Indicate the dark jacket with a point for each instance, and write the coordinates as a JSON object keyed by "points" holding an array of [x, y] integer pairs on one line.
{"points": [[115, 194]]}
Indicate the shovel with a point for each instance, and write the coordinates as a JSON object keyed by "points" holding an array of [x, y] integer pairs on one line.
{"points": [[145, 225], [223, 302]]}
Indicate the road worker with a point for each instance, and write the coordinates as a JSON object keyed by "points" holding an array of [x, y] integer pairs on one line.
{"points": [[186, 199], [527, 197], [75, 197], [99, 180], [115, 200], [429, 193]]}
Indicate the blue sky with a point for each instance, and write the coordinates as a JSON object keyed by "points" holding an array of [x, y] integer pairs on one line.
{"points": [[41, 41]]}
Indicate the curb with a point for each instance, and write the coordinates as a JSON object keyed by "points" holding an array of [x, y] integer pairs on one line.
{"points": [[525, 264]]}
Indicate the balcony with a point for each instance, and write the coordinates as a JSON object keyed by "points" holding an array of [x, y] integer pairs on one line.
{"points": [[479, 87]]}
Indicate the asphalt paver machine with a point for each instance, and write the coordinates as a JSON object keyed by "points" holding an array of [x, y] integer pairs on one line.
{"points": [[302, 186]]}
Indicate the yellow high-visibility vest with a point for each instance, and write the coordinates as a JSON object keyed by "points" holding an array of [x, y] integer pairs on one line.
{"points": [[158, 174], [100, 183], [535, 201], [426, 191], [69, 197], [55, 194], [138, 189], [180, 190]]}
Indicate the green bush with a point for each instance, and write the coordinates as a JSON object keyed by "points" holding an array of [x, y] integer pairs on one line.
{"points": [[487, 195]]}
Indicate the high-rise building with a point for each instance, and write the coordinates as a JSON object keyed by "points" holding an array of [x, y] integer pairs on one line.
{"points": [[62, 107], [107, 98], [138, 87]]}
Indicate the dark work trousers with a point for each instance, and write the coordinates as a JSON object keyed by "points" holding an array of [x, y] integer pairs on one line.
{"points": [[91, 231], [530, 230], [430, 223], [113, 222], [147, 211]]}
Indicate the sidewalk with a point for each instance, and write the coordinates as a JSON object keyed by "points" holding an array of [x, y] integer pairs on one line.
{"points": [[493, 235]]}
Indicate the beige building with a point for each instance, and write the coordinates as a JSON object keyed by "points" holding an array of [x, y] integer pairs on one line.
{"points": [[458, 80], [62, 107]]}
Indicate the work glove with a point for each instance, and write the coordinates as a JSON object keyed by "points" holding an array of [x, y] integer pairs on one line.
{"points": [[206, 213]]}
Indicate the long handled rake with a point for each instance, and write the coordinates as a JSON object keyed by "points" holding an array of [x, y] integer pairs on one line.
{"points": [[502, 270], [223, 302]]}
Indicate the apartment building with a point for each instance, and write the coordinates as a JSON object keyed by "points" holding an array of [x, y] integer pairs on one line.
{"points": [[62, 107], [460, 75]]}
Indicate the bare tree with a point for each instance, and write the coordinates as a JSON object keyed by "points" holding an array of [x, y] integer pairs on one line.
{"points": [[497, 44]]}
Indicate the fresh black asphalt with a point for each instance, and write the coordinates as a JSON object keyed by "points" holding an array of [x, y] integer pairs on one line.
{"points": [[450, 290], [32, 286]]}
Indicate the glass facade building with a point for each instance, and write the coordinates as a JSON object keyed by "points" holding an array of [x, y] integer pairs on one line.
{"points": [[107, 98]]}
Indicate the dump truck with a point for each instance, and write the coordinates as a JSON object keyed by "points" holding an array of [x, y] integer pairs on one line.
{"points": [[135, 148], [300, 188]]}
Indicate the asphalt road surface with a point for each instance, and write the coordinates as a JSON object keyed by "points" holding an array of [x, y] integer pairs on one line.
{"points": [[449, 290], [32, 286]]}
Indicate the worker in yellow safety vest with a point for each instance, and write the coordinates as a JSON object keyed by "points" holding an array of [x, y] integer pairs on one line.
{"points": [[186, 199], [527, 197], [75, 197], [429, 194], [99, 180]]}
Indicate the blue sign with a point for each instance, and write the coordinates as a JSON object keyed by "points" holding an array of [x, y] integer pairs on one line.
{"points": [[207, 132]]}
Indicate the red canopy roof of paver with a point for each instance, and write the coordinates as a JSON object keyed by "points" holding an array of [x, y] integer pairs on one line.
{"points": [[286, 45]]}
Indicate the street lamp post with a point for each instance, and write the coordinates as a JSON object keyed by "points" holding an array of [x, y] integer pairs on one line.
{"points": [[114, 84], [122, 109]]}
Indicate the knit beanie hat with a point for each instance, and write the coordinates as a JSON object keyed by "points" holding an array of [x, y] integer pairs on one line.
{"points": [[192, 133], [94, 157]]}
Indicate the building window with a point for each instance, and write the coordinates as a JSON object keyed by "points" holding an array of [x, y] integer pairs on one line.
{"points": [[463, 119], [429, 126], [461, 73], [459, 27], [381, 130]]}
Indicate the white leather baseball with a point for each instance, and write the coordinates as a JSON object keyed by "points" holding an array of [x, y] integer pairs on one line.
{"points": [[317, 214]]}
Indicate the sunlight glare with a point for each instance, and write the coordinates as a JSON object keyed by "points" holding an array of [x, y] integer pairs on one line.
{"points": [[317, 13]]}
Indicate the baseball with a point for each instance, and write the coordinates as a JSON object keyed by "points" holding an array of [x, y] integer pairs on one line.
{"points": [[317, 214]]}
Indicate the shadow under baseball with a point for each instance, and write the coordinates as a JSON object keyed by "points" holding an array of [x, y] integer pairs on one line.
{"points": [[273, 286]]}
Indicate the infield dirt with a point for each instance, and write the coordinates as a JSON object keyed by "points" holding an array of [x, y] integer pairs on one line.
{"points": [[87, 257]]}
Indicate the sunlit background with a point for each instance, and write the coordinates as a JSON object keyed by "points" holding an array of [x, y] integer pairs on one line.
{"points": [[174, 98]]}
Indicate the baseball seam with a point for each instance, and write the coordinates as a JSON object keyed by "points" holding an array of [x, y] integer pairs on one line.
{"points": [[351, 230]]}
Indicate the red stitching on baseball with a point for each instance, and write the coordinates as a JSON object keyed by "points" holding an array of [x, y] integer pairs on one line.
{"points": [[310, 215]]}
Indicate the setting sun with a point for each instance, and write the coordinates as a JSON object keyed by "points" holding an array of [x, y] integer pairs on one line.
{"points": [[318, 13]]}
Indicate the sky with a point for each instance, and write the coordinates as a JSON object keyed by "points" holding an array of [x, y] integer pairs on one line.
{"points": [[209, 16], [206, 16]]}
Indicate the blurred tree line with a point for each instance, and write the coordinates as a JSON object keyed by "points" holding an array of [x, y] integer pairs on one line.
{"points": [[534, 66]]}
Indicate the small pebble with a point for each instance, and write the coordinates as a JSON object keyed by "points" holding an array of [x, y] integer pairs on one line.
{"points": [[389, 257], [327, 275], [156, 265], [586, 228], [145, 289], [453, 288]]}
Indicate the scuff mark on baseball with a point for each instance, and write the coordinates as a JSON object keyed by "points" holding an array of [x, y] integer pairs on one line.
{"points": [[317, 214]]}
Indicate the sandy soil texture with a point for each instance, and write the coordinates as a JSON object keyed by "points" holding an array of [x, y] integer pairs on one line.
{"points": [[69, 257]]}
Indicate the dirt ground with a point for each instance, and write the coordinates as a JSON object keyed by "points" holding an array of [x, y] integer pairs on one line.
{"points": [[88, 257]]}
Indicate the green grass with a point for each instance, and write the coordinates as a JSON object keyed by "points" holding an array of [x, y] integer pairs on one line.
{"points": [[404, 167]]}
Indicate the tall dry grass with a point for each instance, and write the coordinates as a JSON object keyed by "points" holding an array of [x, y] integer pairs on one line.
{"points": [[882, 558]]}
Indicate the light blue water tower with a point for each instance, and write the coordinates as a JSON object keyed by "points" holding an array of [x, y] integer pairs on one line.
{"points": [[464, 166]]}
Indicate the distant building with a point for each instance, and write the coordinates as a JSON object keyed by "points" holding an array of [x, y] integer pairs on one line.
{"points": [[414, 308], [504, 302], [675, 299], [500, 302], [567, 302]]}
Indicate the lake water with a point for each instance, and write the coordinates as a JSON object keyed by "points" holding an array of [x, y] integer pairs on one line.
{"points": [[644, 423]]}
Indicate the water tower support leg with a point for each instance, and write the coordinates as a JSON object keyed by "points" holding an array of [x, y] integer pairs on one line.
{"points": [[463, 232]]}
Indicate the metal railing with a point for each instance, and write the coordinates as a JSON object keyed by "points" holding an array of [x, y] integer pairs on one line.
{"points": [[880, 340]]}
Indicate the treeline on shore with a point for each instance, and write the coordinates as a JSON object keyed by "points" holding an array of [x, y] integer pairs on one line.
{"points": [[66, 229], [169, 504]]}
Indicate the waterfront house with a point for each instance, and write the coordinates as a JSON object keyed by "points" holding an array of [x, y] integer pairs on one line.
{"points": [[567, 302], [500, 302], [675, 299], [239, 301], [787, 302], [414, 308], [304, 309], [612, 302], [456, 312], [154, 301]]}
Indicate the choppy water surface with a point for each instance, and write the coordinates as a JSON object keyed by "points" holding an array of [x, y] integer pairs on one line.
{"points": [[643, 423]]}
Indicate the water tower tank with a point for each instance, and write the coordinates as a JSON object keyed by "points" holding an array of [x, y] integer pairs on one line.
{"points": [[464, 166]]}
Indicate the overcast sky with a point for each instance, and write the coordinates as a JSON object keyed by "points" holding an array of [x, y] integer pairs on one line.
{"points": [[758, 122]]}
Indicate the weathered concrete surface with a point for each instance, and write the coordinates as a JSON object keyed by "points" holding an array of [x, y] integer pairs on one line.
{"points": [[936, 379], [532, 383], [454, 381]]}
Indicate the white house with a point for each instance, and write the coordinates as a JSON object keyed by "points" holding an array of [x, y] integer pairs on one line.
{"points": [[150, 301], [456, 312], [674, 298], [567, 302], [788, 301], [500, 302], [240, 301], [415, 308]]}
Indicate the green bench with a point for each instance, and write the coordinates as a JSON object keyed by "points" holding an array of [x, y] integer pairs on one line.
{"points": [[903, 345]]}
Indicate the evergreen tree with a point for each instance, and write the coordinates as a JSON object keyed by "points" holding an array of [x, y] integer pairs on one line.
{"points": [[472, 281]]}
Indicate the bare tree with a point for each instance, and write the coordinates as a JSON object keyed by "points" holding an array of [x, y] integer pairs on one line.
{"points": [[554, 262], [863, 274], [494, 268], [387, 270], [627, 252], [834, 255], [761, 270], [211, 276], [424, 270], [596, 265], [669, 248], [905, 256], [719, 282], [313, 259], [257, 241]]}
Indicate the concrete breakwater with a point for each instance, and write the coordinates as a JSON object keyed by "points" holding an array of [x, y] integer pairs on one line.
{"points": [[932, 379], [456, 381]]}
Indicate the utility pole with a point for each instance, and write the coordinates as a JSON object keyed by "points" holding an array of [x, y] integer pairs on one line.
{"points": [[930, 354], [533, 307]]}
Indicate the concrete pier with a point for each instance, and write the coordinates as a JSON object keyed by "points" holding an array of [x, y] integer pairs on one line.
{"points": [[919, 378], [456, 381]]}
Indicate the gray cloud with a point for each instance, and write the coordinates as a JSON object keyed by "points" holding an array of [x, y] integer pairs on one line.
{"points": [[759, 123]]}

The problem
Repeat exactly the lines from the one containing "Indicate the utility" through the last line of the records above, both included, and nothing else.

Result below
Indicate the utility pole with a point for each instance, and write the coordinates as a JSON object keyed by "points" holding an array of [x, y] integer pairs on one line.
{"points": [[930, 354], [533, 307]]}
Indicate the concrete pier with a point for each instance, and write the coordinates as a JSON object keyed by "points" holding an array of [x, y] integer pairs on one line.
{"points": [[919, 378], [456, 381]]}
Indicate the gray cloud with a point for each instance, and write the coordinates as a JSON object keyed by "points" holding an array of [x, y] integer pairs on one line.
{"points": [[759, 123]]}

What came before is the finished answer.